▸ Requirement
Extract from the entries below, exactly as given, only the lines from the line containing "Query: woman in blue jacket" to the line containing "Query: blue jeans", both lines included.

▸ Source material
::::
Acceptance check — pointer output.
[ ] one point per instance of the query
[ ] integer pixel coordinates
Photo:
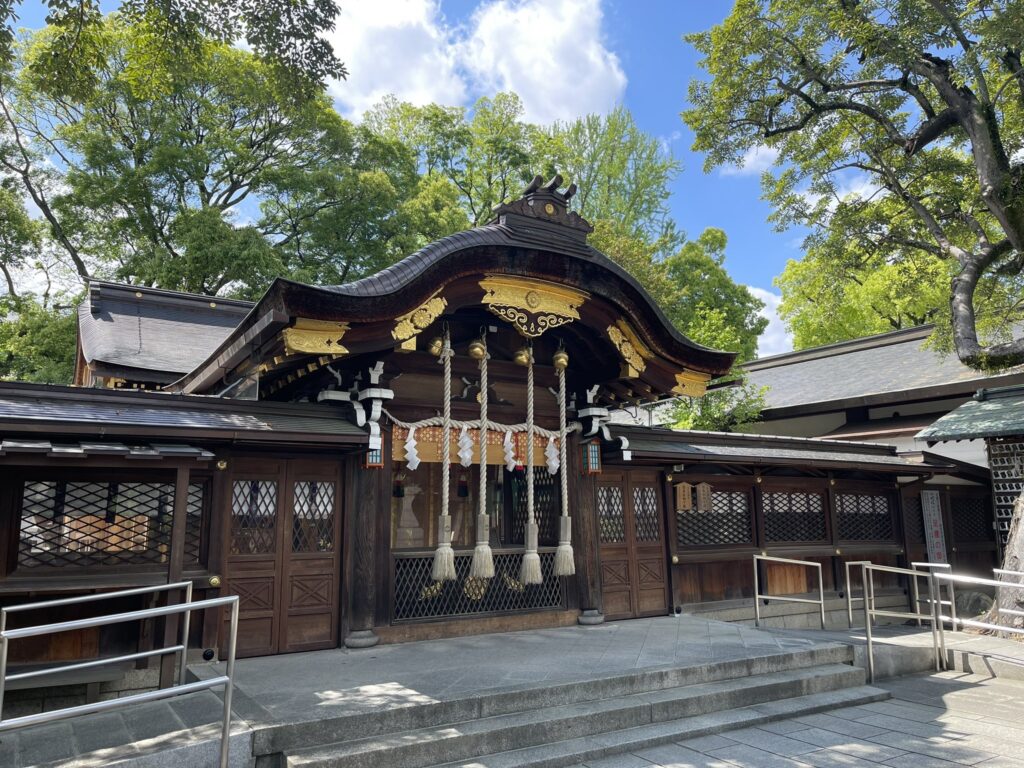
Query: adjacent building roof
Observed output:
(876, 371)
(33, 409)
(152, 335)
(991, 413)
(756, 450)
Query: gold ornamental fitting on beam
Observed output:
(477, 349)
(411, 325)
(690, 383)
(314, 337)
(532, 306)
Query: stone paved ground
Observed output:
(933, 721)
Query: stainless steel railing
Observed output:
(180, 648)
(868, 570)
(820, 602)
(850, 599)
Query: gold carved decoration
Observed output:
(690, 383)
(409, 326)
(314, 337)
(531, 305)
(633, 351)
::::
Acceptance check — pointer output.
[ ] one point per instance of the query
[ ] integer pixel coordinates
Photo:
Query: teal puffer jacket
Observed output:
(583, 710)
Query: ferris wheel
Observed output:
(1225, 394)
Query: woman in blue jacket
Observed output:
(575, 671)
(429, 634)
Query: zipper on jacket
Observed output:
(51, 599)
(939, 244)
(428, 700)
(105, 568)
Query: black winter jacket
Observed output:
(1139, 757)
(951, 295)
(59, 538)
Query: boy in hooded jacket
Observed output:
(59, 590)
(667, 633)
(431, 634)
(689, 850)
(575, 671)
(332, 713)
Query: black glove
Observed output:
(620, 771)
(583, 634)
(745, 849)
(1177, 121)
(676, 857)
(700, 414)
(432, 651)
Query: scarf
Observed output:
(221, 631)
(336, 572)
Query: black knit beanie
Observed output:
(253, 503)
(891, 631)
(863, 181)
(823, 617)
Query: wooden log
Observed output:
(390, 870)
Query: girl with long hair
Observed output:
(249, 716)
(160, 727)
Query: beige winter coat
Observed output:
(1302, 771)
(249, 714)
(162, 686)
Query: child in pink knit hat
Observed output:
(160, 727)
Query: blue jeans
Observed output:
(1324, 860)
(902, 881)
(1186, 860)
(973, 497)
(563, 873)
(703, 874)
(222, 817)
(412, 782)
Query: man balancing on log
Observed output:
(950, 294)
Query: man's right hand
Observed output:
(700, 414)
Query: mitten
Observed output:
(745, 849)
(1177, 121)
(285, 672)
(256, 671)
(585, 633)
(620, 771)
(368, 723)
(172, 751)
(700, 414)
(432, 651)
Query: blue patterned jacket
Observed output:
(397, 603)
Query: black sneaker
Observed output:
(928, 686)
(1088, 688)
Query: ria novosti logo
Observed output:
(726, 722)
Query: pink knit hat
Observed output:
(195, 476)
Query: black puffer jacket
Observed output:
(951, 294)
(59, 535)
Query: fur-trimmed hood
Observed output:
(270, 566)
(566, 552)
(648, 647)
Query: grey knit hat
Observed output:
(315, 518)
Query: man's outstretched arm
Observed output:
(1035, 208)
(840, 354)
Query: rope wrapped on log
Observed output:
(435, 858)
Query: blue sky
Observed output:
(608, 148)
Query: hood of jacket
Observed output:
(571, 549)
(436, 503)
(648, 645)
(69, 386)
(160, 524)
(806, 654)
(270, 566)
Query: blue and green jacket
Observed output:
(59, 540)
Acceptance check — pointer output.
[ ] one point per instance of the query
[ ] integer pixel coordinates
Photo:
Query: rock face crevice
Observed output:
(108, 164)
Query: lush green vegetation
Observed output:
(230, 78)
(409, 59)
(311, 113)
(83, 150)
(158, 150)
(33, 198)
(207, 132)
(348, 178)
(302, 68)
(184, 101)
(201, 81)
::::
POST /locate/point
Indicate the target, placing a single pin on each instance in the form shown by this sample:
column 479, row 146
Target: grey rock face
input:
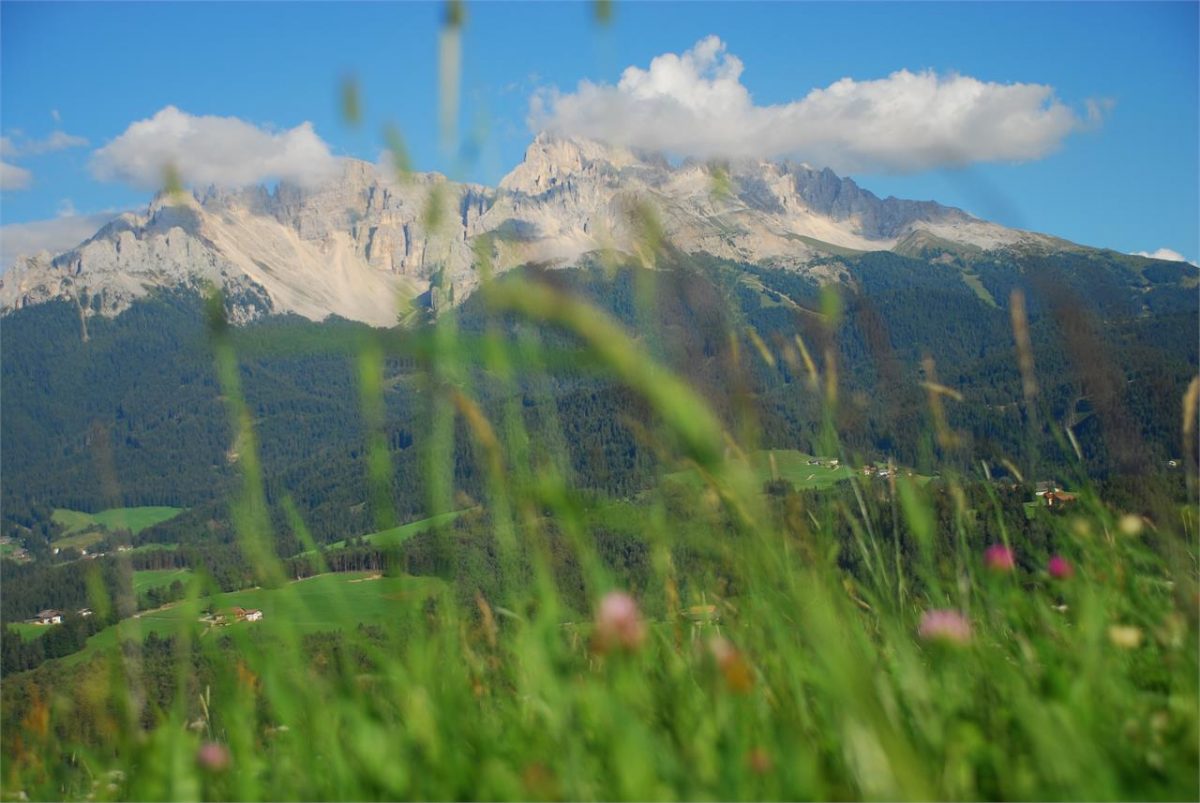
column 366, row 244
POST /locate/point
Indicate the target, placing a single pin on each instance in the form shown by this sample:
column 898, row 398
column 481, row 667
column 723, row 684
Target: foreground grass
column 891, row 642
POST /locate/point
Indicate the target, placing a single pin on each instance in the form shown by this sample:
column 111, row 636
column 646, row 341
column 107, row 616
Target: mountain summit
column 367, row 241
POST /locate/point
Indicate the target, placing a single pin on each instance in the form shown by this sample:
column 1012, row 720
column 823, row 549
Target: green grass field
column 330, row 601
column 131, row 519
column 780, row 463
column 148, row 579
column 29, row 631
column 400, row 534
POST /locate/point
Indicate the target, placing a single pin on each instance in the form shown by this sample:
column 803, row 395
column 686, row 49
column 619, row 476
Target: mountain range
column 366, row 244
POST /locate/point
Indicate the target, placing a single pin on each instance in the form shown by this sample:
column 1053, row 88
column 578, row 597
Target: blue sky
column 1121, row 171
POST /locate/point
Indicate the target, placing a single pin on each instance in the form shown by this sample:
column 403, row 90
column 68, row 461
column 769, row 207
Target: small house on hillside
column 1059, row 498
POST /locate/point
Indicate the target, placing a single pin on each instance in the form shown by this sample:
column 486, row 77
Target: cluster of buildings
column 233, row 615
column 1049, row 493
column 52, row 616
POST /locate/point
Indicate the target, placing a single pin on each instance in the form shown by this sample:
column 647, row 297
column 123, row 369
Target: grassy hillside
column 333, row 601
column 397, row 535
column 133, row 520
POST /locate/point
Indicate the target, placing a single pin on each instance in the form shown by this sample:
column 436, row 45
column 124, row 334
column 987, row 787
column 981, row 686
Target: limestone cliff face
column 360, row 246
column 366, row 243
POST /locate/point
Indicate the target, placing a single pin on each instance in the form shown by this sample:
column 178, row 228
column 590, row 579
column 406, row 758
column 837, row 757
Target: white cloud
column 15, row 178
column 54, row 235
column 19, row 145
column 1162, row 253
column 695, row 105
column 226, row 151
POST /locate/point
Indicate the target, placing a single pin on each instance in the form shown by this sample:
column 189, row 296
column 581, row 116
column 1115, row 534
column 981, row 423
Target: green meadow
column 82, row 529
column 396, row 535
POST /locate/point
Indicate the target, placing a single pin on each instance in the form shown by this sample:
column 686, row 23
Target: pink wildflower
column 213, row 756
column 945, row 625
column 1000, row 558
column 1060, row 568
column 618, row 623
::::
▸ Result for this task
Query: woman in blue jacket
Observed output:
(575, 671)
(429, 634)
Query: zipper on jacket
Observed output:
(51, 599)
(939, 244)
(428, 700)
(105, 568)
Query: black winter jacket
Observed output:
(1139, 757)
(951, 295)
(59, 538)
Query: boy in hooded jacket
Observed output:
(59, 590)
(667, 633)
(431, 634)
(689, 850)
(575, 671)
(332, 713)
Query: black glove
Observed output:
(620, 771)
(583, 634)
(745, 849)
(1177, 121)
(676, 857)
(700, 414)
(432, 651)
Query: scarf
Observed output:
(221, 631)
(336, 572)
Query: black knit beanie
Observed output:
(253, 503)
(891, 631)
(863, 181)
(823, 617)
Query: wooden log
Observed output:
(390, 870)
Query: girl with long hair
Observed output:
(249, 716)
(160, 727)
Query: beige winter coat
Observed output:
(1302, 771)
(249, 714)
(162, 686)
Query: child in pink knit hat
Observed output:
(160, 727)
Query: blue jeans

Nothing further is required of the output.